#### Trecho fornecido:
━━━━━━

Seria bom para quem voa, perceber que o serviço de ambas
as empresas decaiu, nivelado por baixo? Seria bom para
os milhares de fornecedores e parceiros comerciais de
ambas as empresas, assistir a esta concentração?
Claro que não. E um exemplo do que essa virtual "Aerobrás"
provocou no mercado é constatar que durante o ano de
2003, o investimento publicitário de ambas foi reduzido
drasticamente, reduzido aos níveis mais baixos em muitos
anos. Praticamente as duas não anunciaram, não
investiram na construção e manutenção de suas imagens,
não buscaram criar uma imagem posiutiva do acordo. Agora
começam a pagar o preço.

━━━━━━

#### Lista de tarefas:
A) Segundo o trecho fornecido, o que aconteceu com o investimento publicitário das duas empresas durante o ano de 2003?
B) Traduza para o inglês esta frase do trecho fornecido: "Agora começam a pagar o preço."
C) Repita o trecho fornecido sem nenhuma alteração, começando em "Claro que não." e seguindo até "pagar o preço.".
As linhas não têm nenhuma relação com esta parte.

#### Dados de origem:
━━━━━━

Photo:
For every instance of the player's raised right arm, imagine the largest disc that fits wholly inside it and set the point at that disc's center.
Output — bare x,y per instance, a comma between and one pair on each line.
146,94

━━━━━━

#### Respostas completas:
A) Foi reduzido drasticamente, aos níveis mais baixos em muitos anos.

B) Now they are starting to pay the price.

C)
Claro que não. E um exemplo do que essa virtual "Aerobrás"
provocou no mercado é constatar que durante o ano de
2003, o investimento publicitário de ambas foi reduzido
drasticamente, reduzido aos níveis mais baixos em muitos
anos. Praticamente as duas não anunciaram, não
investiram na construção e manutenção de suas imagens,
não buscaram criar uma imagem posiutiva do acordo. Agora
começam a pagar o preço.